● Problem 1
In the filing excerpt on expenses and operating income, on what date did the Company announce its expense reduction initiative?
● Problem 2
Copy everything in the filing excerpt from "Components of Operating Income Change" down to "the prior period.", word for word.

━━━━━ Document

Selling, General and Administrative Expenses
Selling, general and administrative expenses include employee compensation consisting of salaries, incentives, stock-based compensation and other benefits for sales and indirect administrative functions such as executive, finance, legal, human resources and information technology, not included within cost of revenue. In addition, selling, general and administrative expenses include services and materials expenses such as third-party consultancy costs, facility costs, internal research and development costs as well as legal and accounting fees, travel, marketing, bad debt and non-chargeable materials and supplies. Selling, general and administrative expenses also include depreciation and amortization.
Restructuring
On November 4, 2025, the Company announced an expense reduction initiative to further improve the operating model and exit certain lines of business that are no longer considered strategically important to the Company (the “Restructuring Plan”). Costs incurred in connection with the Company’s restructuring actions, including the Restructuring Plan, consist of employee-separation costs, facility exit costs, as well as professional services. Refer to Item 1, “Notes to the Condensed Consolidated Financial Statements”, Note 15, “Restructuring” for further details.
Operating Income
Operating income is calculated as revenue less cost of revenue, selling, general and administrative expenses and restructuring. Operating income margin is calculated as operating income as a percentage of revenue.
Components of Operating Income Change
The Company uses Organic, Acquisition / Divestiture and FX to explain the change in operating income from period to period. Operating income change is calculated as the percentage change in operating income in one period relative to the prior period’s operating income and is a key financial measure that the Company uses to manage its business. The Company defines these components of operating income as follows:
“Organic” reflects total operating income change in a given period excluding Acquisition / Divestiture and FX in that same period, expressed in dollars or as a percentage of operating income in the prior period.

━━━━━━━━━━
━━━━━ Listed entries

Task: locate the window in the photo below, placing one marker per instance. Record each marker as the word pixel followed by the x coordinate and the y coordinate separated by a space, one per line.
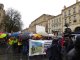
pixel 59 19
pixel 64 14
pixel 74 18
pixel 74 10
pixel 69 13
pixel 79 9
pixel 69 20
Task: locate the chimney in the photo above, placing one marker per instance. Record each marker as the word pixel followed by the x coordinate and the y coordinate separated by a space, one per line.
pixel 64 6
pixel 77 1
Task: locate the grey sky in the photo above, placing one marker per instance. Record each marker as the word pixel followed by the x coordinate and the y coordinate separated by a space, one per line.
pixel 32 9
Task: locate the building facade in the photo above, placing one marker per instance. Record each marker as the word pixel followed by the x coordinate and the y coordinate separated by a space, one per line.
pixel 71 16
pixel 41 21
pixel 2 14
pixel 55 24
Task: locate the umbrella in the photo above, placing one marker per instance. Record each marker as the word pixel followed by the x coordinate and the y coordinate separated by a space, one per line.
pixel 25 36
pixel 43 33
pixel 3 35
pixel 16 34
pixel 37 35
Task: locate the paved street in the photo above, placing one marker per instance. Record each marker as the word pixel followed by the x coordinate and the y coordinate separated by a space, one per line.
pixel 7 54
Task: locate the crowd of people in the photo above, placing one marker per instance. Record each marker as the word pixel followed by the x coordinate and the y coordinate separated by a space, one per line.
pixel 65 48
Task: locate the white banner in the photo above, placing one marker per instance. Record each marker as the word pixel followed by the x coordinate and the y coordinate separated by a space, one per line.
pixel 38 47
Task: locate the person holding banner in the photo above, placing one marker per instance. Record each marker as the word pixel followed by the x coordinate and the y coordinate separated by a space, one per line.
pixel 54 51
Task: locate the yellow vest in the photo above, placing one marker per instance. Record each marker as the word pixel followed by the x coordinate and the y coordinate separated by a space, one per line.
pixel 19 43
pixel 11 42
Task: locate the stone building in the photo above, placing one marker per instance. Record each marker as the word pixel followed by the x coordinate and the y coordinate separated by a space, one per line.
pixel 55 24
pixel 71 16
pixel 2 13
pixel 41 21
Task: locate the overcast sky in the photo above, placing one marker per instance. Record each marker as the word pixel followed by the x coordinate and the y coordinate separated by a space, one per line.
pixel 32 9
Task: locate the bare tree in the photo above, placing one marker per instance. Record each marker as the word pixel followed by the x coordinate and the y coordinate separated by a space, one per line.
pixel 12 21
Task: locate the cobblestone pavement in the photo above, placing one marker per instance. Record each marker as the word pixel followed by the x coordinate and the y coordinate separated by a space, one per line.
pixel 8 54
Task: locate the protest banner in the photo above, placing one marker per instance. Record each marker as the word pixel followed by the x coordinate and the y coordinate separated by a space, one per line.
pixel 38 47
pixel 35 47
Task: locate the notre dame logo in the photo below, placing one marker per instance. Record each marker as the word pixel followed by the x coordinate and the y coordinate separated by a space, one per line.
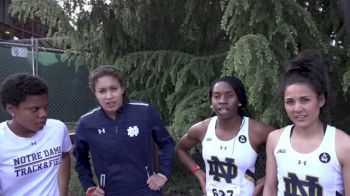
pixel 295 186
pixel 226 170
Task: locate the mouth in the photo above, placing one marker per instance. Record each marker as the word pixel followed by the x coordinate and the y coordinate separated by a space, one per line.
pixel 223 110
pixel 300 117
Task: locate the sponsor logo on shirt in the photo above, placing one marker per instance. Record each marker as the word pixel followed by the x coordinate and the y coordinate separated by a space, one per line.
pixel 100 131
pixel 324 157
pixel 133 131
pixel 281 151
pixel 242 139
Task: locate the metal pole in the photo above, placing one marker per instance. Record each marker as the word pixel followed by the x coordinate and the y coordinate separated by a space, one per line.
pixel 33 66
pixel 37 56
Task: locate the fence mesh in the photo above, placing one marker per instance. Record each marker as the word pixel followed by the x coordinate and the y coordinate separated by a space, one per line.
pixel 69 98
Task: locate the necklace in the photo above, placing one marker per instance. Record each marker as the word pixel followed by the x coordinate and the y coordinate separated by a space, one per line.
pixel 234 140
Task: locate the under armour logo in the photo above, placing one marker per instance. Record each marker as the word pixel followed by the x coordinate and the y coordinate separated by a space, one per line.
pixel 226 170
pixel 242 139
pixel 300 162
pixel 296 186
pixel 223 147
pixel 101 131
pixel 324 157
pixel 133 131
pixel 281 151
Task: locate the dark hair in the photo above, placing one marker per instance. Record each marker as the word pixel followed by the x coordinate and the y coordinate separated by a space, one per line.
pixel 237 86
pixel 106 70
pixel 310 68
pixel 15 88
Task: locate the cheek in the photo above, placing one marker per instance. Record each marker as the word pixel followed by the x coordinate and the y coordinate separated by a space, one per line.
pixel 99 97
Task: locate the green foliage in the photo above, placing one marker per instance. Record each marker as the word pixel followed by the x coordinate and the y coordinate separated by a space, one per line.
pixel 252 60
pixel 177 83
pixel 171 50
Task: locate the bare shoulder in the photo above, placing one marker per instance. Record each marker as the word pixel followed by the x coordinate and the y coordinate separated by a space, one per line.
pixel 198 130
pixel 273 138
pixel 342 146
pixel 259 126
pixel 258 132
pixel 275 134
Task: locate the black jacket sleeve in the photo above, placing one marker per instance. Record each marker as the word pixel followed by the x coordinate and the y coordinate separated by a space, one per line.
pixel 164 141
pixel 81 154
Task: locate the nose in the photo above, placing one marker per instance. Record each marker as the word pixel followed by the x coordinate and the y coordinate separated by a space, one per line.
pixel 298 107
pixel 43 112
pixel 223 99
pixel 109 94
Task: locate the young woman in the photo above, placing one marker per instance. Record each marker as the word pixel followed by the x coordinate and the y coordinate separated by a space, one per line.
pixel 230 141
pixel 34 150
pixel 308 157
pixel 118 136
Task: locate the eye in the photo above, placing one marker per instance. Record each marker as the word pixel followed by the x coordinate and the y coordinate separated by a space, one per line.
pixel 101 91
pixel 230 95
pixel 304 100
pixel 289 102
pixel 35 109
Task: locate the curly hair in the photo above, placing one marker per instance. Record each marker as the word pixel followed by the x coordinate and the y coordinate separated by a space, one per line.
pixel 310 68
pixel 15 88
pixel 237 86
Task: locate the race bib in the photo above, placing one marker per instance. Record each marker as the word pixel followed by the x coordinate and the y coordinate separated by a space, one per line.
pixel 215 189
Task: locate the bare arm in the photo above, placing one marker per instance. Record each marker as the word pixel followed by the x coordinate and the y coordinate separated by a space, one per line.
pixel 194 136
pixel 270 187
pixel 343 149
pixel 64 174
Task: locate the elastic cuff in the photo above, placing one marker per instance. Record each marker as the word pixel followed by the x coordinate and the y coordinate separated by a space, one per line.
pixel 90 191
pixel 162 175
pixel 195 168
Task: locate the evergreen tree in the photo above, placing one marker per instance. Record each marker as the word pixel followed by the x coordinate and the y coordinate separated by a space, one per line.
pixel 170 50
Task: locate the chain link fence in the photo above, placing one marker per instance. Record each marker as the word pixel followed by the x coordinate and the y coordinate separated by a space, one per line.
pixel 70 97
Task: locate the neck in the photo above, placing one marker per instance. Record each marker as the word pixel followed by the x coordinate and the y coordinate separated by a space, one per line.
pixel 17 130
pixel 310 131
pixel 232 124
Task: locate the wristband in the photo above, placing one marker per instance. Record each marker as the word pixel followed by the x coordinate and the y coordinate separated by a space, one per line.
pixel 195 168
pixel 90 191
pixel 162 175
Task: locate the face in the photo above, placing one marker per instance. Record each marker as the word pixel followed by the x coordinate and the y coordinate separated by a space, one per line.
pixel 302 104
pixel 109 94
pixel 224 100
pixel 29 116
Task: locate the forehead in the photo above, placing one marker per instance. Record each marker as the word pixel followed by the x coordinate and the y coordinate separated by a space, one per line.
pixel 299 90
pixel 106 81
pixel 34 100
pixel 222 86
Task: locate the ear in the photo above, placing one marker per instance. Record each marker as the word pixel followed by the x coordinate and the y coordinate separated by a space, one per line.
pixel 10 109
pixel 321 100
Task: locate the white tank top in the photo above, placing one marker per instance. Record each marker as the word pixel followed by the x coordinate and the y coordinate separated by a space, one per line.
pixel 229 165
pixel 316 174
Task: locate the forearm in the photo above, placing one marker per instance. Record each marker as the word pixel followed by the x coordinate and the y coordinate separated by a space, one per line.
pixel 64 174
pixel 166 158
pixel 186 159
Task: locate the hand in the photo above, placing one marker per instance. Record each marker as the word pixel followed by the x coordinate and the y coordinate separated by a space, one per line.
pixel 200 174
pixel 95 191
pixel 156 182
pixel 259 186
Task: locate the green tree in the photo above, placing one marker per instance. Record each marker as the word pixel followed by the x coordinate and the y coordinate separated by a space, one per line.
pixel 172 49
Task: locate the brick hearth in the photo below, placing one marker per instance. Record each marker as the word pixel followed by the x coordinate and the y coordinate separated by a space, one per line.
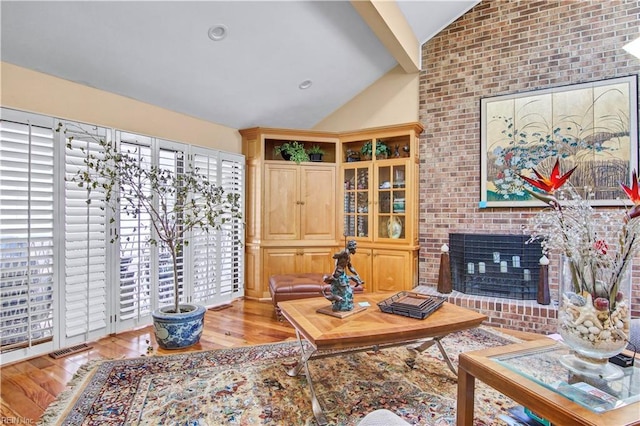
pixel 523 315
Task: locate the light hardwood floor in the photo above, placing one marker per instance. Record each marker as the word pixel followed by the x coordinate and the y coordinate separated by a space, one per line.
pixel 28 387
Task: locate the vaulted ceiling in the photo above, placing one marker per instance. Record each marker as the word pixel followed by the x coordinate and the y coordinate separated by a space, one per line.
pixel 235 63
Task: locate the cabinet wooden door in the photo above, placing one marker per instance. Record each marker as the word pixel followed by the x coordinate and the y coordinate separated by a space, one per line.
pixel 281 212
pixel 392 270
pixel 317 259
pixel 297 260
pixel 317 203
pixel 299 202
pixel 361 261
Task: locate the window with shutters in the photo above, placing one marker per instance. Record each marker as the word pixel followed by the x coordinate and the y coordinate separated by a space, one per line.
pixel 86 242
pixel 27 208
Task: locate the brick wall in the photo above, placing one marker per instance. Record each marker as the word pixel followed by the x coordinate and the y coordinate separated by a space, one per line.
pixel 502 47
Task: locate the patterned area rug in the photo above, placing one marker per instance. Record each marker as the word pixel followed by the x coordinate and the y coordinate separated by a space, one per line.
pixel 249 386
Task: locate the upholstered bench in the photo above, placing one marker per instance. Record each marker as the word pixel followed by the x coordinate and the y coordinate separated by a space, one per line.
pixel 296 286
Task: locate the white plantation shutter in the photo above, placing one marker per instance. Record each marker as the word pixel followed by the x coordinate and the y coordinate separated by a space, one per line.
pixel 26 232
pixel 62 282
pixel 86 242
pixel 204 245
pixel 218 256
pixel 137 257
pixel 232 178
pixel 174 161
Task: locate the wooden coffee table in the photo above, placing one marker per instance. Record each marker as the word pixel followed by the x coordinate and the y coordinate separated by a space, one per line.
pixel 330 336
pixel 519 372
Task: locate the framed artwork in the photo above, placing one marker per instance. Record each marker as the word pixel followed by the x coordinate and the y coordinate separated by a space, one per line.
pixel 591 125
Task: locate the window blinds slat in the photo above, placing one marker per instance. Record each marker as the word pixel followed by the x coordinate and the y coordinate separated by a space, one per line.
pixel 26 232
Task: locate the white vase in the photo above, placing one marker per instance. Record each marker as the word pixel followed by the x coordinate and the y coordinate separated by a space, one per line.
pixel 594 334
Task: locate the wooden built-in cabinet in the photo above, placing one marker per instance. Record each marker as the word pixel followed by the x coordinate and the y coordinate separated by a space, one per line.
pixel 299 202
pixel 379 206
pixel 298 214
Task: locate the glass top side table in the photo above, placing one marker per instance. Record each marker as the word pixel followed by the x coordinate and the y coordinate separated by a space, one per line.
pixel 543 367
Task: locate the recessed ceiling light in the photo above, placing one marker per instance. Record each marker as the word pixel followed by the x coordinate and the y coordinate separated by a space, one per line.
pixel 305 84
pixel 218 32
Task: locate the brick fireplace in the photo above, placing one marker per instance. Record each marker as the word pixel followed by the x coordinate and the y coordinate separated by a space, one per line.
pixel 499 48
pixel 504 266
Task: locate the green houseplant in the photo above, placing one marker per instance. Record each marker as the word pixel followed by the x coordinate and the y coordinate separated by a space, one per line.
pixel 293 151
pixel 176 204
pixel 315 153
pixel 382 150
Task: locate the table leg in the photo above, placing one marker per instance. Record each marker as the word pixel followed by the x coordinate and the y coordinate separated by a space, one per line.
pixel 305 354
pixel 466 396
pixel 436 340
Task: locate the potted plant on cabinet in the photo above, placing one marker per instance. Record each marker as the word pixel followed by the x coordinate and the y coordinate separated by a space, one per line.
pixel 176 204
pixel 315 153
pixel 382 150
pixel 293 151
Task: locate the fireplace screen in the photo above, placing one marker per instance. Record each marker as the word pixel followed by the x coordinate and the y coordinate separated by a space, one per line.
pixel 495 265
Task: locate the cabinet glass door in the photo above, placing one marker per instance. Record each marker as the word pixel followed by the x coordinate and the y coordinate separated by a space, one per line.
pixel 391 201
pixel 356 202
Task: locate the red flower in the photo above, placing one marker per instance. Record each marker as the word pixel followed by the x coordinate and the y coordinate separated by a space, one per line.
pixel 601 247
pixel 632 192
pixel 551 183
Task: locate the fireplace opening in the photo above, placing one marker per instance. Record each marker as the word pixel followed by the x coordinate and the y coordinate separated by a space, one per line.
pixel 495 265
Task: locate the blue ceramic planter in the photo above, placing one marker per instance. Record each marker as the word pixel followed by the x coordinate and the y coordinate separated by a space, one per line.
pixel 174 331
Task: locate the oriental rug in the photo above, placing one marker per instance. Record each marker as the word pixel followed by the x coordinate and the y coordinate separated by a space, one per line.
pixel 249 386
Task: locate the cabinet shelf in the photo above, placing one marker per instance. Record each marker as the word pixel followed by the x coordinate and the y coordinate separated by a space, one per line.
pixel 270 144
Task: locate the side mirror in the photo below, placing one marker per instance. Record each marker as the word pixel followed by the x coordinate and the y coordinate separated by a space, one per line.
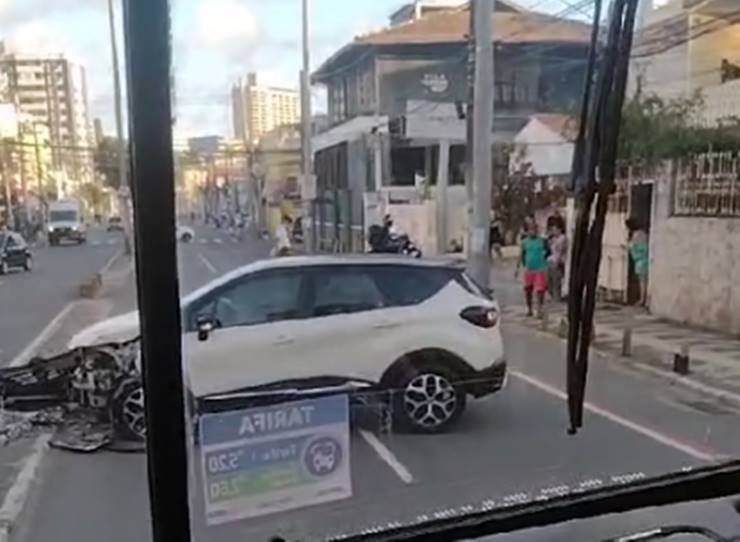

━━━━━━━━━━

● Written reply 1
November 4, 2025

● Written reply 2
Components of Operating Income Change
The Company uses Organic, Acquisition / Divestiture and FX to explain the change in operating income from period to period. Operating income change is calculated as the percentage change in operating income in one period relative to the prior period’s operating income and is a key financial measure that the Company uses to manage its business. The Company defines these components of operating income as follows:
“Organic” reflects total operating income change in a given period excluding Acquisition / Divestiture and FX in that same period, expressed in dollars or as a percentage of operating income in the prior period.